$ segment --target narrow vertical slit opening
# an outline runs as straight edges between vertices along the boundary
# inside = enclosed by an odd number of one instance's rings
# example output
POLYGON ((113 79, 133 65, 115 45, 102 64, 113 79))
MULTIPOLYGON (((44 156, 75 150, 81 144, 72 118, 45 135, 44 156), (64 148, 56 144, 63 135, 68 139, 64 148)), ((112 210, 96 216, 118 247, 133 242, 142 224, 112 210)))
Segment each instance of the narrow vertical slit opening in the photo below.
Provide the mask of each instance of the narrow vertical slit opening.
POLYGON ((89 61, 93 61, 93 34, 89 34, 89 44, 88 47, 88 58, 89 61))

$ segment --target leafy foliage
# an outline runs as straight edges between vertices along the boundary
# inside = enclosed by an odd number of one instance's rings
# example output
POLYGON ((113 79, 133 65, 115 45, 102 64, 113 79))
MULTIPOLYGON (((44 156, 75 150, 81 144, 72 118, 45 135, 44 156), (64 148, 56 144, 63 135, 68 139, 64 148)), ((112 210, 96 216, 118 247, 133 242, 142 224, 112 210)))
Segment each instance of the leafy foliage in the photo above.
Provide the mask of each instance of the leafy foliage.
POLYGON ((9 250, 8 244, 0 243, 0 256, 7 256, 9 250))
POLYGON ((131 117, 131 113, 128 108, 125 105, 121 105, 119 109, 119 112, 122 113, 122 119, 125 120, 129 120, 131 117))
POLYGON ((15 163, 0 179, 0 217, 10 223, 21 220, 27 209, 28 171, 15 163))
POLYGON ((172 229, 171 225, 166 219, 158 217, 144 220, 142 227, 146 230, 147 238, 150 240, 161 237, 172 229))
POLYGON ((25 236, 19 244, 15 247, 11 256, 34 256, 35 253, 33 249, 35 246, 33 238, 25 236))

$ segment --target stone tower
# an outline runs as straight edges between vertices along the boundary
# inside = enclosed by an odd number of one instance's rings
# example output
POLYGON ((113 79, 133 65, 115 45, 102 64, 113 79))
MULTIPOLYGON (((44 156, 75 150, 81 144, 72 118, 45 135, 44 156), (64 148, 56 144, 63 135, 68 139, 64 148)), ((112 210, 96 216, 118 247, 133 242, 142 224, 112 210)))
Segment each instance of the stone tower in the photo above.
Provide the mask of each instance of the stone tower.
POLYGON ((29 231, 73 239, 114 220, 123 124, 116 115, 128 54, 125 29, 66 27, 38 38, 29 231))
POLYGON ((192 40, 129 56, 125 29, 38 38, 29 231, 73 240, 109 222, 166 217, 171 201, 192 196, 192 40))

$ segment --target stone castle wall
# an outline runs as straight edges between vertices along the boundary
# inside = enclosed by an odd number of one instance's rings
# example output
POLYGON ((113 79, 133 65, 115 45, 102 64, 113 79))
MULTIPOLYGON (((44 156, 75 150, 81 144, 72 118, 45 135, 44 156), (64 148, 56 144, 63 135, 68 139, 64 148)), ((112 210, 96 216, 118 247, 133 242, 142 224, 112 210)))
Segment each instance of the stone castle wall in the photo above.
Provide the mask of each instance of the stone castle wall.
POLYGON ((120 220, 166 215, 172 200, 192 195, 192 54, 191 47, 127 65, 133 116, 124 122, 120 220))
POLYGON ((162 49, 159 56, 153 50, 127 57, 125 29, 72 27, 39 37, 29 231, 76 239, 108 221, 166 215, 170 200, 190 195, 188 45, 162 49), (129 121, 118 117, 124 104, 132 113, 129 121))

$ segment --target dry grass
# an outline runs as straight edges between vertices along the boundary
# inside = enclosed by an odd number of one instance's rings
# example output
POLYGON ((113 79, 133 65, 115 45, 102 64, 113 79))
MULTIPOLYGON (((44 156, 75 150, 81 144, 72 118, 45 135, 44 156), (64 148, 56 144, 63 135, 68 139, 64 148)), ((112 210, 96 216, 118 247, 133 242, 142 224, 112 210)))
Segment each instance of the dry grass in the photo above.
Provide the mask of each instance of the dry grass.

══════════════════════════════

## What the task requires:
Copy the rows word for word, starting at the line that contains "--target stone castle wall" and continuing through the end of the rows, with both ends included.

## Output of the exercise:
$ segment --target stone castle wall
# an outline runs as straight edges between vertices along the boundary
# inside = enclosed by an odd number of one instance's rings
# example output
POLYGON ((113 79, 133 65, 115 45, 102 64, 113 79))
MULTIPOLYGON (((44 156, 75 150, 81 144, 72 118, 45 135, 44 156), (64 148, 56 144, 63 135, 68 139, 64 148)), ((112 210, 96 216, 118 247, 133 242, 142 224, 112 210)))
Segment each instance of the stone castle wall in the photo above.
Provide the mask of each instance of the stone castle wall.
POLYGON ((120 220, 166 215, 172 200, 192 195, 192 54, 191 47, 127 65, 133 116, 124 122, 120 220))
POLYGON ((162 49, 159 56, 153 50, 127 57, 125 29, 72 27, 39 37, 29 231, 76 239, 108 221, 166 215, 170 200, 190 195, 188 45, 162 49), (129 121, 118 117, 124 104, 132 113, 129 121))

$ segment --target dry grass
# an outline runs as straight edges between vertices along the boundary
# inside = enclosed by an odd number of one instance's rings
# example output
POLYGON ((113 79, 133 65, 115 45, 102 64, 113 79))
MULTIPOLYGON (((44 156, 75 150, 81 144, 72 118, 45 135, 44 156), (64 148, 56 144, 63 135, 68 139, 64 148)), ((112 210, 96 216, 118 247, 133 242, 142 224, 112 210)))
Segment each instance of the dry grass in the photo above.
Provide the mask of each instance of the dry grass.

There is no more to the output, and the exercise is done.